(Pointing records)
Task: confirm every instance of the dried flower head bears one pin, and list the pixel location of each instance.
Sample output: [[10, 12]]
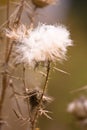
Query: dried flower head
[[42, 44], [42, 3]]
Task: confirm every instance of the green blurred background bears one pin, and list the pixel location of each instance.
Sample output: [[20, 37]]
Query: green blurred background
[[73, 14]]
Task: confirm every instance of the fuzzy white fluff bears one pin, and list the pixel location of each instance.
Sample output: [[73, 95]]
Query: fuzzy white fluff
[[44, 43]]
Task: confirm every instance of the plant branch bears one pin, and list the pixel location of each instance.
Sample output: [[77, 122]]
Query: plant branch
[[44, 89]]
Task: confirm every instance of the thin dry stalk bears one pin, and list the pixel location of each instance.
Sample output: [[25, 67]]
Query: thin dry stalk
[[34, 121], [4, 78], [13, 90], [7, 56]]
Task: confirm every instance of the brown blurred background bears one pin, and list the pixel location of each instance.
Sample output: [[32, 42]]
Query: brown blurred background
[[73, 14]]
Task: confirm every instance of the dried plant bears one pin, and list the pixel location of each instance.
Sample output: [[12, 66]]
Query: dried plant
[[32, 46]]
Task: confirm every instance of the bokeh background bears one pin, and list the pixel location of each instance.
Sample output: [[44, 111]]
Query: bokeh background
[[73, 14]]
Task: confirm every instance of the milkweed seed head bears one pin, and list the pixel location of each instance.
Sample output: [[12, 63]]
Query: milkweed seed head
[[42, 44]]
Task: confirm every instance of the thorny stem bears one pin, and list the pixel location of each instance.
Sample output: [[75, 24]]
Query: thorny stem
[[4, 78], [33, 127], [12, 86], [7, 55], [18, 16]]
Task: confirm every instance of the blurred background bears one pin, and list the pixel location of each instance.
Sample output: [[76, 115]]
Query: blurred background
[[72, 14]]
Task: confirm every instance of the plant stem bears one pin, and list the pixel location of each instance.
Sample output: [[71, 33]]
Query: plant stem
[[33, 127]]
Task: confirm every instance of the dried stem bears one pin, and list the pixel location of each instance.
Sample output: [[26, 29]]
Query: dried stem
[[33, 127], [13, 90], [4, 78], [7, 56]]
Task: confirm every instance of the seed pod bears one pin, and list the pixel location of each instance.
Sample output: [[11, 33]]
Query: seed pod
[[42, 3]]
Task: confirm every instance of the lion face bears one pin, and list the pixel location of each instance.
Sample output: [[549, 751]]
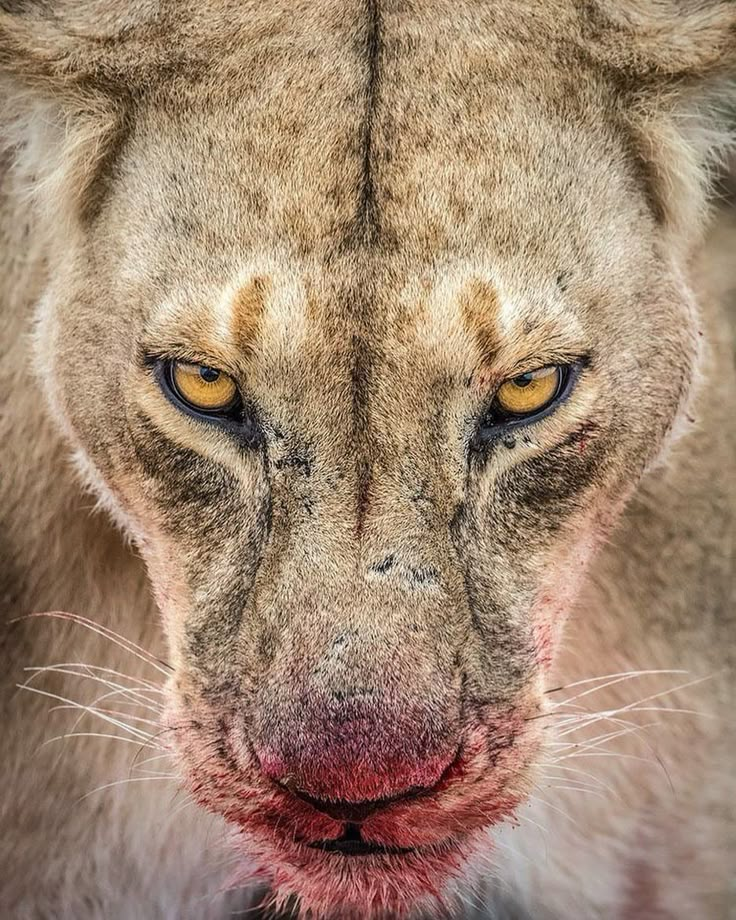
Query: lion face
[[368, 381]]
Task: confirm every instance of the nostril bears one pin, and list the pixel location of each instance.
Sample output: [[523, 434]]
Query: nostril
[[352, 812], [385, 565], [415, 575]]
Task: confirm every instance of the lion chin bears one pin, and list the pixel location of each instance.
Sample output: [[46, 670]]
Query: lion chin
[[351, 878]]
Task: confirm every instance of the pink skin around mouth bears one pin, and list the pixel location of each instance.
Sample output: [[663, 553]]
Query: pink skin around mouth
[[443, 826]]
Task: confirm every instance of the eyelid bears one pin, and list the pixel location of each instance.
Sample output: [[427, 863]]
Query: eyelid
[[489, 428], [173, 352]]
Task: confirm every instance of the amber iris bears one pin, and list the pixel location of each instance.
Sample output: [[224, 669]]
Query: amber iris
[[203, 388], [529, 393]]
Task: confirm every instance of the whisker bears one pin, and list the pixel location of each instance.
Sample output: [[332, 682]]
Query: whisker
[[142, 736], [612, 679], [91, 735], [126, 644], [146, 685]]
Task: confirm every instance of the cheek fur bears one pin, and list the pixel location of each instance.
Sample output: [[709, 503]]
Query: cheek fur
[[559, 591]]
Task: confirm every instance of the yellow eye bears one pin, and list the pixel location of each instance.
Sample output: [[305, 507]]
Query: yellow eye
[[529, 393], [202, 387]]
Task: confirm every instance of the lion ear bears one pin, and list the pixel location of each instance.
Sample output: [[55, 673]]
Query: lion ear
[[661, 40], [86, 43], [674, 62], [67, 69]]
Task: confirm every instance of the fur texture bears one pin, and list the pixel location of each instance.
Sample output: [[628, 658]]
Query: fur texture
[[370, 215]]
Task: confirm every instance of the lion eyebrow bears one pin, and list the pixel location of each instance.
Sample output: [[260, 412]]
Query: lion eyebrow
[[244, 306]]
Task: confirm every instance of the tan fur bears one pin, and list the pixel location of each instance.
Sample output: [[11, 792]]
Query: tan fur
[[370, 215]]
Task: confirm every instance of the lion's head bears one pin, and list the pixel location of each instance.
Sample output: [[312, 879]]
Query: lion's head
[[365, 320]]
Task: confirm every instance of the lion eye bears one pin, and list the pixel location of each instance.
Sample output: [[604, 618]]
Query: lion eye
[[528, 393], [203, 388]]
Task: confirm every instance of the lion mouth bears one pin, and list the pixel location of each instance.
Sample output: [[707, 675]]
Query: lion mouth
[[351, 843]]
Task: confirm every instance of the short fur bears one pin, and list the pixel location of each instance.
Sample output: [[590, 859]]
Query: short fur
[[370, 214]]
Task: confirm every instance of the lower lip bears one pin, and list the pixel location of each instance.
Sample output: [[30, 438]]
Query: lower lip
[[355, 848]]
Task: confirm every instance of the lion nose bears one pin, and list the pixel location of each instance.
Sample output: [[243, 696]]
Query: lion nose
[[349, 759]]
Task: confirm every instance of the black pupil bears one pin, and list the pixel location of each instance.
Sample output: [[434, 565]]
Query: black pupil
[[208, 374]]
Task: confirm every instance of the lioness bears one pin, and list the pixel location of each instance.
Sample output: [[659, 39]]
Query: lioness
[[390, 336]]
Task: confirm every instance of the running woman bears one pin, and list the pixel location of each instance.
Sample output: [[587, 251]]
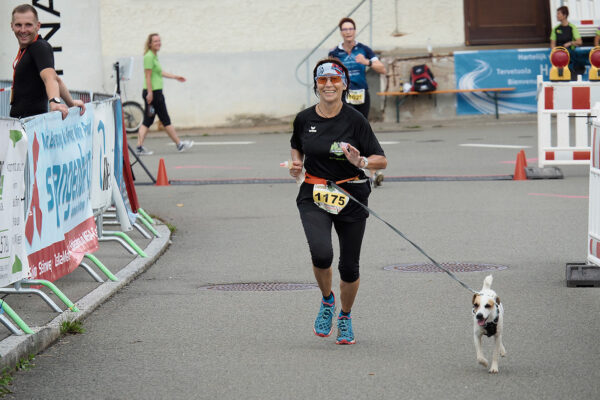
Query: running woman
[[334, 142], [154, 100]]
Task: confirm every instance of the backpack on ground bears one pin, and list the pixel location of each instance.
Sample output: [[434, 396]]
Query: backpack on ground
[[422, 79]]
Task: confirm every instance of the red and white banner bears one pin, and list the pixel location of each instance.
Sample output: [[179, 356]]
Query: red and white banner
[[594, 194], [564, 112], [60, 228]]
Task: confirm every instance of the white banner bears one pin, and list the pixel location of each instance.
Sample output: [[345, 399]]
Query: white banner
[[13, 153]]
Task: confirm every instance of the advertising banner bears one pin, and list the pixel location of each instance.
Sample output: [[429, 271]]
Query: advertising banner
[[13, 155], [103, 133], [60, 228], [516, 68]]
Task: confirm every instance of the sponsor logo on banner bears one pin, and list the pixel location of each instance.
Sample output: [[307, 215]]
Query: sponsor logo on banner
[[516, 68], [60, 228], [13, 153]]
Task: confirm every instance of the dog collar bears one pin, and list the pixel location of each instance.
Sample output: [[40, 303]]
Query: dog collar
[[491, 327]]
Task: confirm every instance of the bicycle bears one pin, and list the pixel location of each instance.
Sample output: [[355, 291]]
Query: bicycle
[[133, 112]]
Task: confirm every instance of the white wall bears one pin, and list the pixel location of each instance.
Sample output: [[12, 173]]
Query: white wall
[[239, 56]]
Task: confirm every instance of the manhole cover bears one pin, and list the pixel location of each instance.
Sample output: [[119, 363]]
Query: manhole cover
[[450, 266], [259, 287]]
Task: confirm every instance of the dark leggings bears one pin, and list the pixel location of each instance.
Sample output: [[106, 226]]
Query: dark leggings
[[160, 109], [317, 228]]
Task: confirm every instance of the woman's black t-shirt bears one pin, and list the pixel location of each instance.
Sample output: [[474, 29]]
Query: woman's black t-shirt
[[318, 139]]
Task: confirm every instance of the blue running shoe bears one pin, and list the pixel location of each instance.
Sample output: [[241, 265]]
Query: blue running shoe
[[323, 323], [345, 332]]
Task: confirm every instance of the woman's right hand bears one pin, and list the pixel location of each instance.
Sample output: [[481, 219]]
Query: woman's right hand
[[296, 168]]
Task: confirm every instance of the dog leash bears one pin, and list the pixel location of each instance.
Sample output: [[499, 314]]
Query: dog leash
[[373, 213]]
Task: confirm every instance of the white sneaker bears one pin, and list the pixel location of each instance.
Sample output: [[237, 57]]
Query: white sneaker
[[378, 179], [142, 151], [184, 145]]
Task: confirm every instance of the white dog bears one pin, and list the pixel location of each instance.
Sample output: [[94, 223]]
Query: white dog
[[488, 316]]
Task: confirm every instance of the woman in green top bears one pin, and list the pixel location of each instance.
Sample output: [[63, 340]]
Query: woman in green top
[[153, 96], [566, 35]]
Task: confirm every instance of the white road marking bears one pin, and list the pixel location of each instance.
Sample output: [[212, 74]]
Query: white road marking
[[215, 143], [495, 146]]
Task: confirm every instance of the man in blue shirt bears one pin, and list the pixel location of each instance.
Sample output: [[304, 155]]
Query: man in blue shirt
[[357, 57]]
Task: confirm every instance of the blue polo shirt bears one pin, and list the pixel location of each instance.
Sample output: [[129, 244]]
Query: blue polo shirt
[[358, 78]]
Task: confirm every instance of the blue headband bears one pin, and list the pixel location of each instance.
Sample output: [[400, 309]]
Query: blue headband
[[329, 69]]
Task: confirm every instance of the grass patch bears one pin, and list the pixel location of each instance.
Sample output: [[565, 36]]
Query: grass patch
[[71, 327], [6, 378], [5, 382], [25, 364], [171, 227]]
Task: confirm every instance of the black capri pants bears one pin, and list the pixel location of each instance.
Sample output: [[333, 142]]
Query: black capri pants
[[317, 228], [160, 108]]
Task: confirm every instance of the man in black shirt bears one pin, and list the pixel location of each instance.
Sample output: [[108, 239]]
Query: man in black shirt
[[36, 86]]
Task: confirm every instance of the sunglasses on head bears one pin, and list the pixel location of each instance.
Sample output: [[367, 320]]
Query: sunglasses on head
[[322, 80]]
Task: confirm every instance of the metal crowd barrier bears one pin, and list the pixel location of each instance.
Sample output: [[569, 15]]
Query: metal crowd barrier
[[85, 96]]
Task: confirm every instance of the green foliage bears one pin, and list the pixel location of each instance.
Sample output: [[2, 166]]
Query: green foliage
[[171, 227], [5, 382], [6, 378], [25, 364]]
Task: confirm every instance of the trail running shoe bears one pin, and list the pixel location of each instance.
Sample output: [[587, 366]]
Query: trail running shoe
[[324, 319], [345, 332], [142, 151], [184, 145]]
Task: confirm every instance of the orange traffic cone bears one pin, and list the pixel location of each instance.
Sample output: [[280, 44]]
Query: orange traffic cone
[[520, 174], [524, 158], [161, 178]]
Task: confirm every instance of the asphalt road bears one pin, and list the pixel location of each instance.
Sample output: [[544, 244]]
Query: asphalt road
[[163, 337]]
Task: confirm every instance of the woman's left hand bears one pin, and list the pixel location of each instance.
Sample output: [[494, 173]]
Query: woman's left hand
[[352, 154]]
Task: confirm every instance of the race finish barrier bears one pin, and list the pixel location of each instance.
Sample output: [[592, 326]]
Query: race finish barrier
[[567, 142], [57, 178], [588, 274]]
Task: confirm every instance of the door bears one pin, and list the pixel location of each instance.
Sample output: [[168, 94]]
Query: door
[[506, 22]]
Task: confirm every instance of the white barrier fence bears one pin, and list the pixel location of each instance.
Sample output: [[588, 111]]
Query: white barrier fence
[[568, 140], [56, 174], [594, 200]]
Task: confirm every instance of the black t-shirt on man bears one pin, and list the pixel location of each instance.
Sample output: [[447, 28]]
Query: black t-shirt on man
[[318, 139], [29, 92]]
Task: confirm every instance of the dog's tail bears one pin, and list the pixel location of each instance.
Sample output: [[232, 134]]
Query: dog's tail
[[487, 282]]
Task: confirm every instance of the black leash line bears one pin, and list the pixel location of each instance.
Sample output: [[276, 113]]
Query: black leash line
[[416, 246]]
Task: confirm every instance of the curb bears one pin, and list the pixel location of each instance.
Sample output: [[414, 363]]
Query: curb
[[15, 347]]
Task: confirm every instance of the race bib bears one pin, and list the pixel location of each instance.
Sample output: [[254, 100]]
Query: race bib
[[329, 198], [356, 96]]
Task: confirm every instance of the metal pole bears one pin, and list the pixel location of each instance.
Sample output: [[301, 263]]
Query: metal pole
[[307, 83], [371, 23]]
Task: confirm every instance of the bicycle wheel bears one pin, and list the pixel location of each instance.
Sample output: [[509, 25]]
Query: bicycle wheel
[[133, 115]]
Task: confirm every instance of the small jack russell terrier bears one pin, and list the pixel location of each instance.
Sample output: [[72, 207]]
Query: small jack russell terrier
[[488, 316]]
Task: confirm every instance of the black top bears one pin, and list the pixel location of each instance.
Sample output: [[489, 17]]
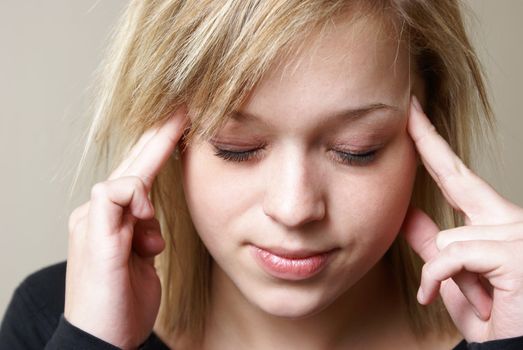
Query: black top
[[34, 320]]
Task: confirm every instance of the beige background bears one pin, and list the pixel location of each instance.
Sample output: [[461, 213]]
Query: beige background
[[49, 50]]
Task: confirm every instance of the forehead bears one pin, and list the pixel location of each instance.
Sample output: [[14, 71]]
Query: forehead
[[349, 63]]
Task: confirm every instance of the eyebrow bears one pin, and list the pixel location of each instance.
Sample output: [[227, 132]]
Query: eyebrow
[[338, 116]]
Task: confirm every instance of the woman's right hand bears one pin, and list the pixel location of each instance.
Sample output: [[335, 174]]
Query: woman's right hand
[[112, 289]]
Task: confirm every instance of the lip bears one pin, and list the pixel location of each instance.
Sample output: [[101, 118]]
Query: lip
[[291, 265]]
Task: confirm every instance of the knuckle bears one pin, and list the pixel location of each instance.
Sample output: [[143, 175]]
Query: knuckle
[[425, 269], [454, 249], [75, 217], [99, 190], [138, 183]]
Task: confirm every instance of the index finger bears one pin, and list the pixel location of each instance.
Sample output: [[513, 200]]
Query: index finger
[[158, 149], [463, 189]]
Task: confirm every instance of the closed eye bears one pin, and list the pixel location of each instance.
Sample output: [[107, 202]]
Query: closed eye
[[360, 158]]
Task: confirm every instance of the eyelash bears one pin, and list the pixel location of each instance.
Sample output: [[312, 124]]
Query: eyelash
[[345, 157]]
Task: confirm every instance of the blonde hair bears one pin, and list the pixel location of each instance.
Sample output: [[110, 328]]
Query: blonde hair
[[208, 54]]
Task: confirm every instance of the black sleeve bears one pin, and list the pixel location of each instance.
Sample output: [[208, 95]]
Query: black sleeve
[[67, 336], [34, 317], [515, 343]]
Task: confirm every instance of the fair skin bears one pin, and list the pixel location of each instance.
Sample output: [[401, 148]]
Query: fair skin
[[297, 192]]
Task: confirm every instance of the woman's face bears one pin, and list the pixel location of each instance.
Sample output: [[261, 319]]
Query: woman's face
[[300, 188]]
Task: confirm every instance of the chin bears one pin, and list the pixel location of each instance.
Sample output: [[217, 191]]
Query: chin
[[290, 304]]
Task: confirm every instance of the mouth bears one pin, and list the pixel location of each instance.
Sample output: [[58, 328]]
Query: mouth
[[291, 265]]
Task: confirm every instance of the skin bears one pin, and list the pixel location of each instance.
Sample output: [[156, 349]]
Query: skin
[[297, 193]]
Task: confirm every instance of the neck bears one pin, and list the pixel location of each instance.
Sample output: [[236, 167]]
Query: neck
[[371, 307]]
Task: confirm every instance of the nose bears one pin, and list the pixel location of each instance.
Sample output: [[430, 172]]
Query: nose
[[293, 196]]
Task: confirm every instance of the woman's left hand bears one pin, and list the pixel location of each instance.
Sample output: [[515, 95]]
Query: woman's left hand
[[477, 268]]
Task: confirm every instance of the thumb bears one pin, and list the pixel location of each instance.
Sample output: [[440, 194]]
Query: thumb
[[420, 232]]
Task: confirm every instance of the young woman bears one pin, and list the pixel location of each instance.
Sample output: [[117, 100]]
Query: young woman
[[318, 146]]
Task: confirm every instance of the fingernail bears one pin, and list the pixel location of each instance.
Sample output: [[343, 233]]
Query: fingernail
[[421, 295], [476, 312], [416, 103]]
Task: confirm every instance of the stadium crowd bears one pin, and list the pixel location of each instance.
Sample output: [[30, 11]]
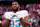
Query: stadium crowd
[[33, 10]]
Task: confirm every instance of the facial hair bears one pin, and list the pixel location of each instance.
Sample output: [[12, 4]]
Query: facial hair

> _Requirements_:
Convert the stretch of the records from the line containing "Task: confirm every instance of the blurred" through the line containing "[[368, 381]]", both included, into a JSON list of strings with one string per line. Omit blank lines and leave the pictures out.

> _Full response_:
[
  "Task: confirm every instance of the blurred background bears one pin, and list the pixel location of each instance.",
  "Sample output: [[76, 115]]",
  "Query: blurred background",
  "[[72, 14]]",
  "Task: confirm every instance of the plant stem bears one pin, and list the pixel location of each instance.",
  "Sample output: [[71, 33]]",
  "Query: plant stem",
  "[[33, 127]]",
  "Task: confirm every instance of the dried stem bears one pin, and list the pixel location of each instance.",
  "Sample output: [[26, 29]]",
  "Query: dried stem",
  "[[33, 127], [13, 90], [4, 78], [7, 56]]",
  "Task: confirm every instance of the seed pod bears one pin, and list the pixel location of each instance.",
  "Sample output: [[11, 33]]",
  "Query: seed pod",
  "[[42, 3]]",
  "Task: confirm every instance of the lion face bears one pin, and list the pixel location of each instance.",
  "Sample output: [[549, 751]]",
  "Query: lion face",
  "[[368, 381]]"
]